Stored data entries:
= Beginning of Section =

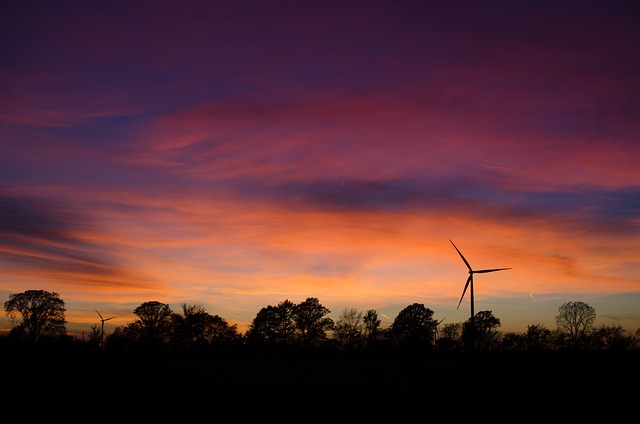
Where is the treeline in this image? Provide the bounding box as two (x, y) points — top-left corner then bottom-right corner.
(2, 289), (639, 354)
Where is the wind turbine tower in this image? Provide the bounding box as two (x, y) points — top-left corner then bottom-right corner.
(96, 309), (116, 349)
(449, 239), (511, 326)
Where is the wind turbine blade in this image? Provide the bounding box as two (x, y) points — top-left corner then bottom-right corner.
(450, 239), (472, 271)
(475, 267), (512, 273)
(456, 275), (472, 309)
(95, 309), (103, 320)
(104, 316), (116, 321)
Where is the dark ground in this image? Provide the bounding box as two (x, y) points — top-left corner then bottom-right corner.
(3, 349), (637, 421)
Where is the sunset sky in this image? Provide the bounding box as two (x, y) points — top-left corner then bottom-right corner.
(1, 1), (639, 338)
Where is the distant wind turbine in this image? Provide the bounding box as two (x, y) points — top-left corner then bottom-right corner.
(434, 316), (446, 344)
(96, 309), (116, 349)
(449, 239), (511, 326)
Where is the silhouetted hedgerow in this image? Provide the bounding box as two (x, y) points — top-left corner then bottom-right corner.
(3, 290), (640, 354)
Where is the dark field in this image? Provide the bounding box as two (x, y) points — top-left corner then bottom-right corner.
(4, 350), (637, 420)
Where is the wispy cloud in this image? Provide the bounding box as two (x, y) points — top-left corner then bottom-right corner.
(1, 1), (639, 335)
(0, 193), (159, 293)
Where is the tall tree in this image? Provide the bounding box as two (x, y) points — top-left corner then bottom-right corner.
(471, 310), (501, 351)
(294, 297), (334, 348)
(133, 301), (174, 350)
(362, 309), (382, 347)
(461, 310), (502, 351)
(555, 301), (596, 350)
(390, 303), (437, 350)
(3, 289), (67, 342)
(245, 299), (297, 346)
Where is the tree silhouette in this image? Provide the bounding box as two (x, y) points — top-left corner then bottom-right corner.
(87, 324), (103, 349)
(390, 303), (437, 350)
(245, 299), (297, 346)
(294, 297), (334, 349)
(105, 322), (143, 351)
(471, 310), (501, 351)
(437, 322), (463, 351)
(5, 288), (637, 354)
(3, 289), (67, 342)
(587, 324), (632, 351)
(362, 309), (382, 348)
(133, 301), (174, 350)
(555, 301), (596, 350)
(461, 310), (501, 351)
(525, 324), (553, 351)
(333, 307), (364, 350)
(171, 303), (243, 351)
(500, 331), (526, 351)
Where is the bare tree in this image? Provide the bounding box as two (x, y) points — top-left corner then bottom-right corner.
(333, 307), (364, 350)
(588, 324), (632, 351)
(555, 301), (596, 350)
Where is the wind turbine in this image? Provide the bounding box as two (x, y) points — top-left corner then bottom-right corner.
(96, 309), (116, 349)
(449, 239), (511, 326)
(434, 316), (446, 345)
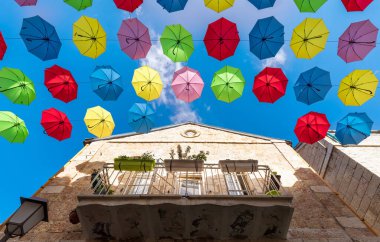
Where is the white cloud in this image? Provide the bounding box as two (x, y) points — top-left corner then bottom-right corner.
(261, 48), (287, 68)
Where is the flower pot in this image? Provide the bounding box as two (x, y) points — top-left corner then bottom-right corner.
(164, 159), (204, 172)
(114, 157), (155, 171)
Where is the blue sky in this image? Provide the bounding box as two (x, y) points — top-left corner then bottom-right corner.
(0, 0), (379, 221)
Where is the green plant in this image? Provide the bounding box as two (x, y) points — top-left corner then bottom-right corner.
(170, 145), (209, 161)
(116, 152), (154, 161)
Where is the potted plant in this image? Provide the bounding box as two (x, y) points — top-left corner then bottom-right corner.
(114, 152), (155, 171)
(164, 145), (209, 172)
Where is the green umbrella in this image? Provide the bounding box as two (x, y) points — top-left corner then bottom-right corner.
(211, 66), (245, 103)
(64, 0), (93, 11)
(294, 0), (326, 12)
(160, 24), (194, 62)
(0, 67), (36, 105)
(0, 111), (28, 143)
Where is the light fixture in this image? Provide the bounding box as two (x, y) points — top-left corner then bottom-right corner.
(1, 197), (48, 242)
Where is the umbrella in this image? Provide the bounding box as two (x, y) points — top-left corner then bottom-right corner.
(338, 20), (378, 63)
(132, 66), (163, 101)
(90, 66), (123, 101)
(114, 0), (143, 12)
(128, 103), (155, 133)
(84, 106), (115, 138)
(204, 18), (240, 61)
(117, 18), (151, 60)
(338, 70), (378, 106)
(294, 67), (332, 105)
(160, 24), (194, 62)
(336, 112), (373, 145)
(211, 66), (245, 103)
(290, 18), (329, 59)
(44, 65), (78, 103)
(204, 0), (235, 12)
(341, 0), (373, 11)
(15, 0), (37, 6)
(249, 16), (284, 60)
(248, 0), (276, 9)
(294, 111), (330, 144)
(0, 67), (36, 105)
(20, 15), (61, 61)
(0, 32), (7, 60)
(253, 67), (288, 103)
(294, 0), (326, 12)
(73, 16), (106, 59)
(157, 0), (188, 12)
(172, 67), (204, 103)
(64, 0), (92, 10)
(0, 111), (28, 143)
(41, 108), (72, 141)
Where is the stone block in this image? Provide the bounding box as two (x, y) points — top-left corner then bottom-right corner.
(40, 185), (65, 194)
(310, 186), (333, 193)
(335, 217), (367, 229)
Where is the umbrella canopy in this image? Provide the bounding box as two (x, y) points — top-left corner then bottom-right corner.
(128, 103), (155, 133)
(90, 66), (123, 101)
(0, 111), (28, 143)
(20, 15), (61, 61)
(172, 67), (204, 103)
(204, 0), (235, 12)
(64, 0), (92, 10)
(211, 66), (245, 103)
(338, 20), (378, 63)
(248, 0), (276, 9)
(204, 18), (240, 61)
(294, 111), (330, 144)
(341, 0), (373, 11)
(44, 65), (78, 103)
(249, 16), (284, 60)
(84, 106), (115, 138)
(294, 67), (332, 105)
(117, 18), (151, 60)
(253, 67), (288, 103)
(73, 16), (106, 59)
(114, 0), (143, 12)
(0, 67), (36, 105)
(0, 32), (7, 60)
(157, 0), (188, 12)
(132, 66), (163, 101)
(294, 0), (326, 12)
(336, 112), (373, 145)
(15, 0), (37, 6)
(290, 18), (329, 59)
(338, 70), (378, 106)
(41, 108), (72, 141)
(160, 24), (194, 62)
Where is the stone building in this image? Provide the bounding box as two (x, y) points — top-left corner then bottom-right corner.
(1, 123), (379, 241)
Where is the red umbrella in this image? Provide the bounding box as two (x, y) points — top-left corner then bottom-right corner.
(294, 112), (330, 144)
(253, 67), (288, 103)
(41, 108), (72, 141)
(341, 0), (373, 11)
(0, 32), (7, 60)
(44, 65), (78, 103)
(114, 0), (143, 12)
(203, 17), (240, 61)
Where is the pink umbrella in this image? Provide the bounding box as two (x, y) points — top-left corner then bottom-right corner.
(117, 18), (151, 60)
(15, 0), (37, 6)
(172, 67), (204, 103)
(338, 20), (378, 63)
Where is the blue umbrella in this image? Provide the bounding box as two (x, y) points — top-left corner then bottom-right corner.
(249, 16), (284, 60)
(336, 113), (373, 145)
(128, 103), (155, 133)
(294, 67), (332, 105)
(90, 66), (123, 101)
(20, 15), (61, 61)
(248, 0), (276, 9)
(157, 0), (188, 12)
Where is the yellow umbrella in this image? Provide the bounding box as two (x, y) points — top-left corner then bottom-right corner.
(290, 18), (329, 59)
(338, 70), (378, 106)
(84, 106), (115, 138)
(73, 16), (106, 59)
(132, 66), (163, 101)
(204, 0), (235, 13)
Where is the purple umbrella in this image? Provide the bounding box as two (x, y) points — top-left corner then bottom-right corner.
(117, 18), (152, 60)
(15, 0), (37, 6)
(338, 20), (378, 63)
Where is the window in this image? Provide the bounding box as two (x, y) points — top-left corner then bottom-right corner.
(179, 179), (201, 196)
(224, 173), (249, 195)
(130, 173), (152, 195)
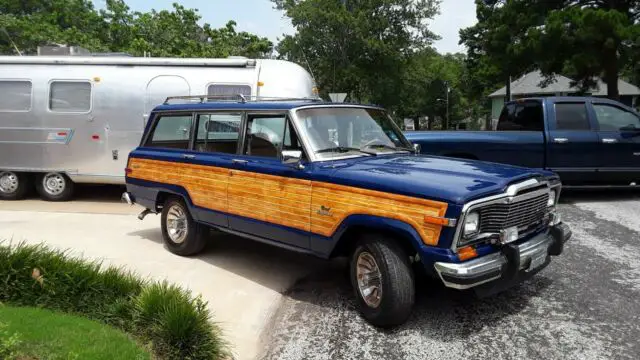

= End of Section =

Every record above must be repeated exactly, with the pictures dropped.

* SOLVED PROBLEM:
Where is the treeline in this image? Provide the bounding box as two (x, y) points — top-left corner then bottom-right corner.
(2, 289), (639, 354)
Where is the wind turbine tower in this image? Provide the bounding box as two (x, y) points — top-left corner then bottom-right corner.
(96, 309), (116, 349)
(449, 239), (511, 326)
Where is the wind turbine blade in this image? Provide the bounding box as two (x, y) points — top-left corner then bottom-right corner.
(450, 239), (472, 271)
(475, 267), (512, 273)
(456, 275), (472, 309)
(95, 309), (103, 320)
(104, 316), (116, 321)
Where is the dark ground in this image? Provide the bounding box as two (x, y) points — top-left corner then bottom-right corner.
(3, 349), (637, 421)
Where is the sunset sky in this image? Provide the bounding box as two (x, y) points — top-left corner then bottom-right corner.
(1, 1), (639, 338)
Where is the distant wind turbine in this image? Provide the bounding box as two (x, y) points — top-left corner then bottom-right corner.
(434, 316), (446, 344)
(96, 309), (116, 349)
(449, 239), (511, 326)
Where is the silhouetted hedgerow in this image? Provide the bounding box as two (x, y) points — top-left corner then bottom-right corner.
(3, 290), (640, 354)
Where is the dark field in this image? Provide the bounding box as two (x, y) points — top-left corner then bottom-right corner.
(4, 350), (637, 420)
Where is the wispy cloud in this image? Provide the bounding box as two (x, y) points — top-left corner then bottom-right corner.
(1, 1), (639, 335)
(0, 193), (159, 293)
Where is the tall tree in this image? Provide the bounding box as two (x, y) points — top-left corner then bottom-right corner.
(471, 310), (501, 351)
(294, 297), (334, 348)
(133, 301), (174, 350)
(362, 309), (382, 347)
(461, 310), (502, 351)
(555, 301), (596, 350)
(390, 303), (437, 350)
(3, 289), (67, 342)
(245, 299), (297, 346)
Where is the tree silhouette in this image? Provide the bounding box as two (x, y) points — top-left corner then bottom-right corner.
(87, 324), (103, 349)
(390, 303), (437, 350)
(245, 299), (297, 346)
(294, 297), (334, 349)
(105, 322), (143, 351)
(471, 310), (501, 351)
(437, 322), (463, 351)
(5, 288), (637, 354)
(3, 289), (67, 342)
(587, 324), (632, 351)
(362, 309), (382, 348)
(133, 301), (174, 350)
(555, 301), (596, 350)
(461, 310), (501, 351)
(525, 324), (553, 351)
(333, 307), (364, 350)
(171, 303), (243, 351)
(500, 331), (526, 351)
Where is the bare tree in this image? Provide the bounding box as two (x, y) points — top-left corner then bottom-right corner.
(333, 307), (364, 350)
(588, 324), (632, 351)
(555, 301), (596, 350)
Where is the wind turbine in this image? Provide the bounding box as two (x, y) points — top-left corner then bottom-right corner.
(96, 309), (116, 349)
(449, 239), (511, 326)
(434, 316), (446, 345)
Where is the white cloud in this image? Provide the bounding box as two (x, y) points — top-left corner then bottom-right corner.
(261, 48), (287, 68)
Where is the flower pot in this image? Provide the bounding box as two (x, y) points — top-left corner then bottom-right corner.
(164, 159), (204, 172)
(114, 157), (155, 171)
Where is the blue sky in this image? Provide the bounding box as two (x, y) points — top-left corner then bottom-right corner.
(0, 0), (379, 221)
Where is the green plant in this image? Provide the bounding box as two (x, y) points — top-left corner then bottom-right corner.
(170, 145), (209, 161)
(116, 152), (154, 161)
Where is the potted plant in this image? Provide the bounding box as two (x, y) points — top-left corner then bottom-right corner.
(114, 152), (155, 171)
(164, 145), (209, 172)
Where is the green umbrella in this image? Provide the bounding box as two (x, y) points — top-left corner then bottom-right corner.
(211, 66), (245, 103)
(64, 0), (93, 11)
(294, 0), (326, 12)
(160, 24), (194, 62)
(0, 67), (36, 105)
(0, 111), (28, 143)
Where is the light fixture in this image? Provide the bounding box as two (x, y) points — top-left corner then bottom-right corner.
(1, 197), (48, 242)
Where is the umbrella in this image? Provide the bounding box as two (x, y) points — top-left corner then bottom-right corner.
(338, 20), (378, 63)
(132, 66), (163, 101)
(90, 66), (123, 101)
(114, 0), (143, 12)
(128, 103), (155, 133)
(84, 106), (115, 138)
(204, 18), (240, 61)
(117, 18), (151, 60)
(338, 70), (378, 106)
(294, 67), (332, 105)
(160, 24), (194, 62)
(336, 112), (373, 145)
(211, 66), (245, 103)
(290, 18), (329, 59)
(44, 65), (78, 103)
(204, 0), (235, 12)
(341, 0), (373, 11)
(15, 0), (37, 6)
(249, 16), (284, 60)
(248, 0), (276, 9)
(294, 111), (330, 144)
(0, 67), (36, 105)
(20, 15), (61, 61)
(0, 32), (7, 60)
(253, 67), (288, 103)
(294, 0), (326, 12)
(73, 16), (106, 59)
(157, 0), (188, 12)
(172, 67), (204, 103)
(64, 0), (92, 10)
(0, 111), (28, 143)
(41, 108), (72, 141)
Where is the stone block in this image? Provide the bounding box as two (x, y) points — top-left corner then bottom-right corner.
(40, 185), (65, 194)
(310, 186), (333, 193)
(335, 217), (367, 229)
Where is the umbrella canopy in this image? Provide the bounding box as two (x, y) points — top-left corner then bottom-right corner.
(128, 103), (155, 133)
(90, 66), (123, 101)
(0, 111), (28, 143)
(20, 15), (61, 61)
(172, 67), (204, 103)
(204, 0), (235, 12)
(64, 0), (92, 10)
(211, 66), (245, 103)
(338, 20), (378, 63)
(248, 0), (276, 9)
(204, 18), (240, 61)
(294, 111), (330, 144)
(341, 0), (373, 11)
(44, 65), (78, 103)
(249, 16), (284, 60)
(84, 106), (115, 138)
(294, 67), (332, 105)
(117, 18), (151, 60)
(253, 67), (288, 103)
(73, 16), (106, 59)
(114, 0), (143, 12)
(0, 67), (36, 105)
(0, 32), (7, 60)
(157, 0), (188, 12)
(132, 66), (163, 101)
(294, 0), (326, 12)
(336, 112), (373, 145)
(15, 0), (37, 6)
(290, 18), (329, 59)
(338, 70), (378, 106)
(41, 108), (72, 141)
(160, 24), (194, 62)
Where is the stone building in this image? Provide the bounding box as two (x, y) points — top-left corner then bottom-right corner.
(1, 123), (379, 241)
Where is the red umbrella in this image? Provide the bounding box as two (x, y) points — top-left corner then bottom-right corner.
(294, 112), (330, 144)
(253, 67), (288, 103)
(41, 108), (72, 141)
(341, 0), (373, 11)
(0, 32), (7, 60)
(44, 65), (78, 103)
(114, 0), (143, 12)
(203, 17), (240, 61)
Where is the pink umbrella in this image? Provide the bounding box as two (x, y) points — top-left corner then bottom-right corner.
(117, 18), (151, 60)
(15, 0), (37, 6)
(172, 67), (204, 103)
(338, 20), (378, 63)
Where is the blue umbrella in this image? Provide the bounding box as two (x, y) points — top-left corner then bottom-right corner.
(249, 16), (284, 60)
(336, 113), (373, 145)
(128, 103), (155, 133)
(294, 67), (332, 105)
(90, 66), (123, 101)
(20, 15), (61, 61)
(248, 0), (276, 9)
(157, 0), (188, 12)
Where is the yellow umbrella in this image? Provide the bounding box as two (x, y) points — top-left corner then bottom-right corner.
(290, 18), (329, 59)
(338, 70), (378, 106)
(84, 106), (115, 138)
(73, 16), (106, 59)
(132, 66), (163, 101)
(204, 0), (235, 13)
Where is the purple umbrella in this image? Provide the bounding box as two (x, y) points — top-left corner then bottom-right corner.
(117, 18), (152, 60)
(15, 0), (37, 6)
(338, 20), (378, 63)
Where is the window in this image? Provide the bounding box as two (x, y) points — top-left corner then bottom-right corner.
(179, 179), (201, 196)
(224, 173), (249, 195)
(130, 173), (152, 195)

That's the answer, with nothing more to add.